• _DATA SUPPLIED_:
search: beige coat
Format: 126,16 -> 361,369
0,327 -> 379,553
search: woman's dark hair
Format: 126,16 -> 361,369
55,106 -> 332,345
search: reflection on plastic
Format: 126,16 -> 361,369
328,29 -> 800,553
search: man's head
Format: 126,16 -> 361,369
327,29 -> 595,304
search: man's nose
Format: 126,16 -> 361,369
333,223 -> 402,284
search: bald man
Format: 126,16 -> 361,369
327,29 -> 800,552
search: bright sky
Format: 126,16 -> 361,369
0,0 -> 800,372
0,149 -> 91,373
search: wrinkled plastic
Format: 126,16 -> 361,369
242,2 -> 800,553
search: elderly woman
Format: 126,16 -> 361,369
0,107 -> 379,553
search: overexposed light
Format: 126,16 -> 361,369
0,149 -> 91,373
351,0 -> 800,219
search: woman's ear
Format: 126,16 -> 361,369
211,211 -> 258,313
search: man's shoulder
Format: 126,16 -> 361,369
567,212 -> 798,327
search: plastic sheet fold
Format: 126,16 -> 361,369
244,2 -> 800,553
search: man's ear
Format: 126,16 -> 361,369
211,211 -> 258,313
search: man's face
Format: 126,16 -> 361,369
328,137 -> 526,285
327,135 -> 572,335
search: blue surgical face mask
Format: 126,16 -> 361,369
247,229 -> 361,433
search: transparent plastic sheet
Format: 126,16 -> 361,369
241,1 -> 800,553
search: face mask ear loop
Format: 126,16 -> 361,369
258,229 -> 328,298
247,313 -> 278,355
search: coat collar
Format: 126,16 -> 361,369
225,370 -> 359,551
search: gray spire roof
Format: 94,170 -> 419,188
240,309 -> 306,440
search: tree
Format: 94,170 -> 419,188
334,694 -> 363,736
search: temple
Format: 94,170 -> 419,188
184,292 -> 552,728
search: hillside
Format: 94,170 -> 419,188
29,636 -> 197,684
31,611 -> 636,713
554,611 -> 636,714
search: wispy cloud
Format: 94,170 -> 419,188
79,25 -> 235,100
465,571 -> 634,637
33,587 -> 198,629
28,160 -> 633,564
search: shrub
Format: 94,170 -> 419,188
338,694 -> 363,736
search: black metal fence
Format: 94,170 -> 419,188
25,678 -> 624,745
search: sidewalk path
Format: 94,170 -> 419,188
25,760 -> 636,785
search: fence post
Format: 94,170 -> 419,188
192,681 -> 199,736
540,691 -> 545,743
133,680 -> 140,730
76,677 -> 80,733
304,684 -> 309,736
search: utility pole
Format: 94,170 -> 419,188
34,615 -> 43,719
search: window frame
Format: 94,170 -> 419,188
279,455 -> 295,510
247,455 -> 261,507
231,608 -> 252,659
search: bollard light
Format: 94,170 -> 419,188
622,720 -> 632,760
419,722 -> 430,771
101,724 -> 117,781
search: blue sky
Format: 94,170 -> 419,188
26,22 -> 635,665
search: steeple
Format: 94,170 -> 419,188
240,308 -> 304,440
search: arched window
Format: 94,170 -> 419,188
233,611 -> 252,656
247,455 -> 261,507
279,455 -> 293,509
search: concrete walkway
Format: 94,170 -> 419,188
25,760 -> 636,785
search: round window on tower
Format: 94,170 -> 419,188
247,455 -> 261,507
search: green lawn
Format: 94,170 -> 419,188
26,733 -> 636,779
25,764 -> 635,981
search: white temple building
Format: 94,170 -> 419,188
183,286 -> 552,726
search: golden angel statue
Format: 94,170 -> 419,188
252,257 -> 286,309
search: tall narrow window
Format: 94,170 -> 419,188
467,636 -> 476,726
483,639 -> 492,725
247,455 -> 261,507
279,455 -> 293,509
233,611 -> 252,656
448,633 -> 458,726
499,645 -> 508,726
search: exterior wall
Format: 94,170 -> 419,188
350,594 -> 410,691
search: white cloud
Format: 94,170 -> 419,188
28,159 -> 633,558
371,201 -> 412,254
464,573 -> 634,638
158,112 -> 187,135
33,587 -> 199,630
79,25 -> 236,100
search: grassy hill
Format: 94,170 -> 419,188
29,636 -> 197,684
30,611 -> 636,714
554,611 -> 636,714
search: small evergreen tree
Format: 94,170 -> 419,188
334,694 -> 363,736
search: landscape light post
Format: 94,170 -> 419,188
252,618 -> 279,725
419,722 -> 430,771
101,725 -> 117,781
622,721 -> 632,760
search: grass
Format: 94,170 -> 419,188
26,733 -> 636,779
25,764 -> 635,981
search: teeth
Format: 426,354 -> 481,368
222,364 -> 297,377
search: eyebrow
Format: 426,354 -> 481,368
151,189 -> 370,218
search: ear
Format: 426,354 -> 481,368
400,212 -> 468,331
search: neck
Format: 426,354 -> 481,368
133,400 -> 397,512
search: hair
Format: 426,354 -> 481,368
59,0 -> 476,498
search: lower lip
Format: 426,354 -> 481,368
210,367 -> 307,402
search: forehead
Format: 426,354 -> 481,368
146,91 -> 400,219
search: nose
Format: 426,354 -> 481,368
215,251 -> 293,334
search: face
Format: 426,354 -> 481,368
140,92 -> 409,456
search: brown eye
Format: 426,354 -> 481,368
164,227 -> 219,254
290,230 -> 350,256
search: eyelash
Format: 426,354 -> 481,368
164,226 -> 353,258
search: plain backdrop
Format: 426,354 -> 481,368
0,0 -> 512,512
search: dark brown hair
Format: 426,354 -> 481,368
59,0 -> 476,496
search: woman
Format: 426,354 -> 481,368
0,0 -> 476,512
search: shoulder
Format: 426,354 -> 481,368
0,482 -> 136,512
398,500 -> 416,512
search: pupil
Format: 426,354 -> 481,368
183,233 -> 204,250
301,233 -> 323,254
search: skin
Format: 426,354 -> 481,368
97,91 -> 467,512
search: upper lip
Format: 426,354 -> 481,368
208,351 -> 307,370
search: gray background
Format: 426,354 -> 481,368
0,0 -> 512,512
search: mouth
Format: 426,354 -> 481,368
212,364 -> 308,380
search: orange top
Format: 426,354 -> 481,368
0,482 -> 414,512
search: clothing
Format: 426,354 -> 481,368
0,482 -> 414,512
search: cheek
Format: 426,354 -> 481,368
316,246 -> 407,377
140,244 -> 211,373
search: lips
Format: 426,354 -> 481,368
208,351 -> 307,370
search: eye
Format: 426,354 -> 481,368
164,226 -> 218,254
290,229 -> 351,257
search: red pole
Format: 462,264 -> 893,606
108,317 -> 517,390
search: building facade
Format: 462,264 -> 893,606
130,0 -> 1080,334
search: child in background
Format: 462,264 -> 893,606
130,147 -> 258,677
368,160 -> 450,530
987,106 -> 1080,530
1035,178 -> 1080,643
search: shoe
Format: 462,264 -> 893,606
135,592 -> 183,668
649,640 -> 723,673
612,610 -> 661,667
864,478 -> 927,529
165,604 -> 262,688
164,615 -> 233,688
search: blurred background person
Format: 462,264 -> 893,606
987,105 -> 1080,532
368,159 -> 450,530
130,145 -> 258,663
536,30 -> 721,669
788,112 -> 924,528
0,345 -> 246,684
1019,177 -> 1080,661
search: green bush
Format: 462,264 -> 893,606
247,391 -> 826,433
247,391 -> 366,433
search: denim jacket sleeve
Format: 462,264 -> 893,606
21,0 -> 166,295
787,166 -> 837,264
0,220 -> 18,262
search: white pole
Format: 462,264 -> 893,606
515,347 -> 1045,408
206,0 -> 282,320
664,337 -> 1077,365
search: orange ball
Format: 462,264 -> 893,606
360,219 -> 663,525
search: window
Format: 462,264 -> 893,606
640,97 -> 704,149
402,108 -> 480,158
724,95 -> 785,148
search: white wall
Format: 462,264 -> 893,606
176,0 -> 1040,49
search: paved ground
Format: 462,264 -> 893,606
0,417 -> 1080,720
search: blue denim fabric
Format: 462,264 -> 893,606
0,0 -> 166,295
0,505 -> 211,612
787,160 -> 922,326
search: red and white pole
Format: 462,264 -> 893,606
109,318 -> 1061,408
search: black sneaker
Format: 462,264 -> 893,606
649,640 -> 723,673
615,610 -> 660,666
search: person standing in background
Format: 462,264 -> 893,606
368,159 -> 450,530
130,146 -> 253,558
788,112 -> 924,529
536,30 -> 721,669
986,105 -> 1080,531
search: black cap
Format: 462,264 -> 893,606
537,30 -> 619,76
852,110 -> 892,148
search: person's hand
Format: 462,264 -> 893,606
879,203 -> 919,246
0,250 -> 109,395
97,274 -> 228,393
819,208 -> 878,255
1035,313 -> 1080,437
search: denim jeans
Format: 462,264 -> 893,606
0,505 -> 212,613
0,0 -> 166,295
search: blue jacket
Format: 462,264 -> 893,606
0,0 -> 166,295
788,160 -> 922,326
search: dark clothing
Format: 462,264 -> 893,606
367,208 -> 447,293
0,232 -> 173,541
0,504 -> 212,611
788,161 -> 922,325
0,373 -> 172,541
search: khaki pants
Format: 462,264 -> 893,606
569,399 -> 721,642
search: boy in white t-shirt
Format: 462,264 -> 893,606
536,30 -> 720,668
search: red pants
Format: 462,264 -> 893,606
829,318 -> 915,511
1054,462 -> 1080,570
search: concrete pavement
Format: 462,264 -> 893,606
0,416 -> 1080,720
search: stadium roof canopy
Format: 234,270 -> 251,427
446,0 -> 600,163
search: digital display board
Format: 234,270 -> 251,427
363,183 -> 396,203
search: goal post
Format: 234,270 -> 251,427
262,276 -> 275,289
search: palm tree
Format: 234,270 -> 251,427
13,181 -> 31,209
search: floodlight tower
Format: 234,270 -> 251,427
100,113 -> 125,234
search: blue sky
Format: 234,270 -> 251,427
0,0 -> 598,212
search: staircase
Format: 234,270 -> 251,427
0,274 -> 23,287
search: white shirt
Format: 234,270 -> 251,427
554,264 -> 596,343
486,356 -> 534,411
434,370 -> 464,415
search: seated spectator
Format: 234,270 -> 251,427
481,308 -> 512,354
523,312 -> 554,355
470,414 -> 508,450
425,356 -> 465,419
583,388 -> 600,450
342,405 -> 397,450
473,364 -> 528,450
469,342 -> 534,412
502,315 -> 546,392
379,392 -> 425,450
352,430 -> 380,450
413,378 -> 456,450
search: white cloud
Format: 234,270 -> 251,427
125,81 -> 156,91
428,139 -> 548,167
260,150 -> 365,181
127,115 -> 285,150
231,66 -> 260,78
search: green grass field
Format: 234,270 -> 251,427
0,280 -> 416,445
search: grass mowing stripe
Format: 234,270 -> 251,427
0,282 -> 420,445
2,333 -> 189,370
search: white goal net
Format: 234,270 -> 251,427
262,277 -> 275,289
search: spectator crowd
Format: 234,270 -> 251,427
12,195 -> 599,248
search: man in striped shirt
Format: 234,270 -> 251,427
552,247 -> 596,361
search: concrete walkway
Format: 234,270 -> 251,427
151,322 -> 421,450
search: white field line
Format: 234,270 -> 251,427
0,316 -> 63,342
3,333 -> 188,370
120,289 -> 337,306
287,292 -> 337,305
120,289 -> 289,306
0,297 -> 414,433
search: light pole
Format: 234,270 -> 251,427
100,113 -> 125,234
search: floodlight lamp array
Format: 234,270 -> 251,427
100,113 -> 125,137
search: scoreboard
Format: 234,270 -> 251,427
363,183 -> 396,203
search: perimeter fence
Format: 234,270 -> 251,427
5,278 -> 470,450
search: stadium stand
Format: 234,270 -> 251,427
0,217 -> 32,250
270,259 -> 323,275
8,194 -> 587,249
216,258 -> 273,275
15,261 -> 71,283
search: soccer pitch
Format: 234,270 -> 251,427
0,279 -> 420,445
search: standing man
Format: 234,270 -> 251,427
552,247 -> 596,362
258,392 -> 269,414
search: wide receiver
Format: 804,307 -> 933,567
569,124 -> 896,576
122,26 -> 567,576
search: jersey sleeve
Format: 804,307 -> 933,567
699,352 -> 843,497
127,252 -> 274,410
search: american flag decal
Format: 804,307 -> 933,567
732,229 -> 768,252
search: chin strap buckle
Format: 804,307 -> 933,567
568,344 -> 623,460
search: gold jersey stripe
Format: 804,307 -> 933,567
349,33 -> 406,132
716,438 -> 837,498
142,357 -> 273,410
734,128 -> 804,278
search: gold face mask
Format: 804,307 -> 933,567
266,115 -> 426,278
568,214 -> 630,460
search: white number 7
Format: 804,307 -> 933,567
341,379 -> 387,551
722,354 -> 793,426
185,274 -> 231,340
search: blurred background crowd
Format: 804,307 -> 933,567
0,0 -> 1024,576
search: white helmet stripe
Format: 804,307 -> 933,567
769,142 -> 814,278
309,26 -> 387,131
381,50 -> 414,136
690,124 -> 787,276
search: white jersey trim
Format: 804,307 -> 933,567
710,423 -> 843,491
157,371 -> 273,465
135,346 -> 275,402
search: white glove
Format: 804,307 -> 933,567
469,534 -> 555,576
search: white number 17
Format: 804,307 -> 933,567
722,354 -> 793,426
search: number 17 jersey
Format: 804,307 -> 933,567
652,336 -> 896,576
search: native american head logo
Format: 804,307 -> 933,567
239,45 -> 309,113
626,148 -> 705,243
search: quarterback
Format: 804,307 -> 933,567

• _WHAT IS BEING ASKED_:
In the listing above, find the line containing "search: blurred background crowd", then reproduce it and each line after it through the end, exactly and with nothing added.

• _EXERCISE OUTPUT_:
search: blurred background crowd
Format: 804,307 -> 933,567
0,0 -> 1024,576
search: white helmet stripe
Format: 804,307 -> 933,567
769,142 -> 814,278
309,26 -> 387,131
381,50 -> 414,136
690,124 -> 787,276
search: white jersey trim
Format: 804,307 -> 933,567
710,423 -> 843,491
157,371 -> 273,465
135,346 -> 275,402
search: white glove
Format: 804,307 -> 933,567
469,534 -> 555,576
search: white number 17
Format: 804,307 -> 933,567
722,354 -> 793,426
search: number 17 jersey
Format: 804,307 -> 933,567
652,336 -> 896,576
search: native american head logo
Format: 804,307 -> 933,567
239,45 -> 309,113
626,148 -> 705,243
search: quarterback
Format: 804,307 -> 933,567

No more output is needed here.